• _EXERCISE INPUT_
⟨
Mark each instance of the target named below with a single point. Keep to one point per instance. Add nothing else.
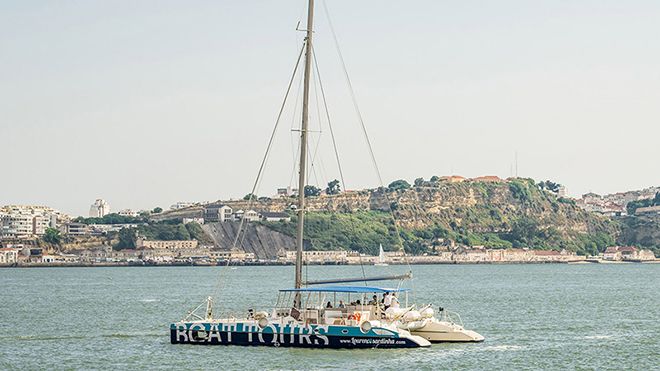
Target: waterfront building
(218, 213)
(23, 226)
(250, 215)
(275, 217)
(327, 256)
(488, 179)
(182, 205)
(452, 179)
(129, 212)
(99, 208)
(232, 255)
(8, 255)
(76, 229)
(287, 192)
(168, 245)
(28, 221)
(648, 210)
(193, 220)
(612, 253)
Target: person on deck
(387, 300)
(395, 301)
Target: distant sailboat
(381, 258)
(321, 313)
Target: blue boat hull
(299, 336)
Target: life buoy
(355, 316)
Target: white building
(8, 255)
(218, 213)
(99, 208)
(249, 216)
(181, 205)
(23, 225)
(193, 220)
(129, 212)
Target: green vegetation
(127, 238)
(550, 186)
(634, 205)
(166, 230)
(312, 191)
(399, 185)
(641, 231)
(362, 231)
(513, 214)
(53, 236)
(333, 188)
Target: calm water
(533, 316)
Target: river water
(533, 317)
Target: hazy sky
(145, 103)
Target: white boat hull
(436, 331)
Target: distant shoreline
(247, 264)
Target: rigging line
(334, 145)
(364, 131)
(294, 147)
(312, 159)
(327, 114)
(270, 142)
(265, 158)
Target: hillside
(496, 214)
(642, 231)
(512, 213)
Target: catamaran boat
(321, 313)
(381, 258)
(310, 317)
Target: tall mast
(303, 148)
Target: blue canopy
(348, 289)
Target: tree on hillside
(549, 186)
(312, 191)
(52, 235)
(333, 188)
(127, 238)
(398, 185)
(523, 232)
(182, 233)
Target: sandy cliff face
(467, 207)
(257, 239)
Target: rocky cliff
(515, 212)
(257, 239)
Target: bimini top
(349, 289)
⟩
• _WORK REQUIRED_
Leave the pictures out and reproduce each record exactly as written.

• _ANSWER SECTION_
Mark each instance of the target named below with a single point. Keep to one point per instance. Add nothing else.
Target: waterfront building
(218, 213)
(23, 226)
(250, 215)
(275, 217)
(327, 256)
(488, 179)
(182, 205)
(452, 179)
(129, 212)
(99, 208)
(232, 255)
(8, 255)
(76, 229)
(287, 192)
(168, 245)
(28, 221)
(648, 210)
(193, 220)
(612, 253)
Target: person on deck
(387, 300)
(395, 301)
Target: distant sailboat
(381, 258)
(321, 313)
Target: blue boat hull
(299, 336)
Target: life buoy
(355, 316)
Target: white building
(8, 255)
(218, 213)
(99, 208)
(249, 216)
(181, 205)
(23, 225)
(193, 220)
(129, 212)
Target: green vegetation
(127, 238)
(550, 186)
(634, 205)
(166, 230)
(312, 191)
(399, 185)
(641, 231)
(362, 231)
(513, 214)
(53, 236)
(333, 188)
Target: calm water
(533, 316)
Target: river water
(533, 317)
Target: hazy sky
(145, 103)
Target: white boat hull
(436, 331)
Target: distant shoreline
(247, 264)
Target: rigging line
(334, 145)
(364, 131)
(294, 147)
(312, 159)
(327, 114)
(270, 142)
(265, 158)
Target: hillside
(496, 214)
(642, 231)
(512, 213)
Target: catamaran boat
(321, 313)
(381, 258)
(310, 317)
Target: tall mast
(303, 148)
Target: blue canopy
(348, 289)
Target: tree on hillside
(549, 186)
(312, 191)
(52, 235)
(333, 188)
(127, 238)
(398, 185)
(523, 232)
(182, 233)
Target: sandy cliff face
(467, 207)
(257, 239)
Target: rocky cliff
(515, 212)
(257, 239)
Target: bimini top
(349, 289)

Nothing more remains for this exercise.